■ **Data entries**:
-- start --
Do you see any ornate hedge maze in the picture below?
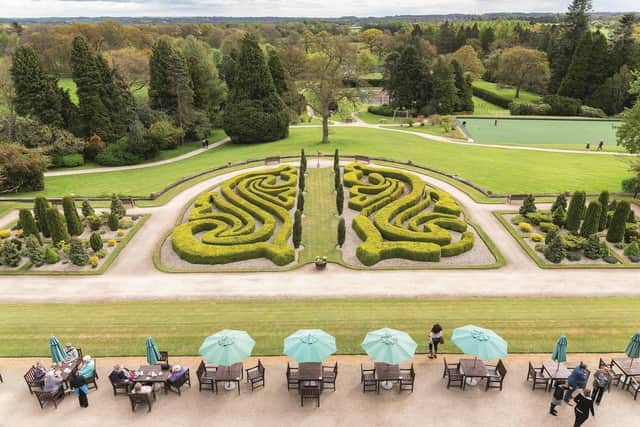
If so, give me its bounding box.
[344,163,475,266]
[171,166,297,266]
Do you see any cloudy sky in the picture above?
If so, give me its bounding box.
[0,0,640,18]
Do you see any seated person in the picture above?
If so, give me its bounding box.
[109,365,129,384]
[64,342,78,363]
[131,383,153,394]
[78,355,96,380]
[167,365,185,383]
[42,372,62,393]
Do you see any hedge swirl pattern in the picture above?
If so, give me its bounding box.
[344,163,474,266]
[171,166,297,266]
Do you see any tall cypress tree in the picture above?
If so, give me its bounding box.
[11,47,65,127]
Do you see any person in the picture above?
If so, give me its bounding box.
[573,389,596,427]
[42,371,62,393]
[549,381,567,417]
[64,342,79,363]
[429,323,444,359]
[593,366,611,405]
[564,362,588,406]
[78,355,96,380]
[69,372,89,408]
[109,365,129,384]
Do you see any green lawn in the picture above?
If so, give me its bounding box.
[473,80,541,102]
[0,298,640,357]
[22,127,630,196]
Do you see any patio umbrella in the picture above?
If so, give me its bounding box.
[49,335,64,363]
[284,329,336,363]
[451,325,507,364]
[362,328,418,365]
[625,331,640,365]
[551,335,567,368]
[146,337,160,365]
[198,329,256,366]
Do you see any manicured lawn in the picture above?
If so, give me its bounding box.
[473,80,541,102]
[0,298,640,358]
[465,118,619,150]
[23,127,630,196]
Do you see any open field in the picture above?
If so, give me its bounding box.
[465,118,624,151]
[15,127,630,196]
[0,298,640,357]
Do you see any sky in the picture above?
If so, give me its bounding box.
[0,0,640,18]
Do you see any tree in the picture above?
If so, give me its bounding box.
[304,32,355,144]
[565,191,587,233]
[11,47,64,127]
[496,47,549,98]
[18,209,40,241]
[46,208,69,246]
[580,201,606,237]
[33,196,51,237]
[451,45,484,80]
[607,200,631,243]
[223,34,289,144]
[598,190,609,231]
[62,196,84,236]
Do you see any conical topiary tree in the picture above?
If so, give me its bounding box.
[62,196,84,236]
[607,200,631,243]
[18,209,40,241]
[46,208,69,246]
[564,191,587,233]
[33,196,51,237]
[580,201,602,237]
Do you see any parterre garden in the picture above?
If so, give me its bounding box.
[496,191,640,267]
-- end --
■ **WHAT YOU SHOULD DO**:
Print all of the records above again, line for line and word for word, but leave out the picture.

■ **EXPECTED ANSWER**:
Do you see any ornate hedge maze in the picture below?
If so, give me its bounding box.
[344,163,475,266]
[171,166,297,266]
Do you see any cloudy sky in the picture above?
If so, give me its bounding box.
[0,0,640,18]
Do you see any seated person in the picture above?
If so, give me its bounding box.
[109,365,129,384]
[64,342,78,363]
[131,383,153,394]
[78,355,96,380]
[167,365,185,383]
[42,372,62,393]
Do you see any hedge swirl pattern in the picture above?
If so, give me its bounding box.
[344,163,474,266]
[171,166,297,266]
Do you see any tall cypress tree in the picture above?
If so, give me its bounding box.
[11,47,65,127]
Do you see any person in the picture above?
If so, give me its bounding box.
[573,389,596,427]
[42,371,62,393]
[549,381,567,417]
[64,342,79,363]
[429,323,444,359]
[593,366,611,405]
[564,362,588,406]
[78,355,96,380]
[69,372,89,408]
[109,365,129,384]
Do you see any green lawn in the picture above?
If so, give me its bounding box.
[473,80,541,102]
[0,298,640,357]
[22,127,630,196]
Do you see any patio umbrella in the picture above?
If so, give me its bounding box.
[49,335,64,363]
[284,329,336,363]
[451,325,507,364]
[362,328,418,365]
[625,331,640,365]
[551,335,567,368]
[146,337,160,365]
[198,329,256,366]
Do you see any manicured lawn in the picture above?
If so, give me its bounding box.
[473,80,541,102]
[0,298,640,358]
[465,118,619,150]
[23,127,630,196]
Do you see any open field in the picture above?
If so, give me its bounding box.
[465,118,624,151]
[15,127,630,196]
[0,298,640,357]
Do you see any sky in the picture above?
If so, give me its bounding box.
[0,0,640,18]
Do you see any tree in the picture above?
If so, give me its bounding box.
[304,32,355,144]
[565,191,587,233]
[11,47,64,127]
[496,47,549,98]
[18,209,40,241]
[46,208,69,246]
[580,201,606,237]
[33,196,51,237]
[451,45,484,80]
[607,200,631,243]
[223,34,289,144]
[598,190,609,231]
[62,196,84,236]
Do you see any conical topiary tree in the picture above?
If so, give me its bounding box.
[62,196,84,236]
[607,200,631,243]
[18,209,40,241]
[46,208,69,246]
[564,191,587,233]
[33,196,51,237]
[580,201,602,237]
Do you see any parterre garden in the picture above?
If so, give me its bounding box.
[496,191,640,267]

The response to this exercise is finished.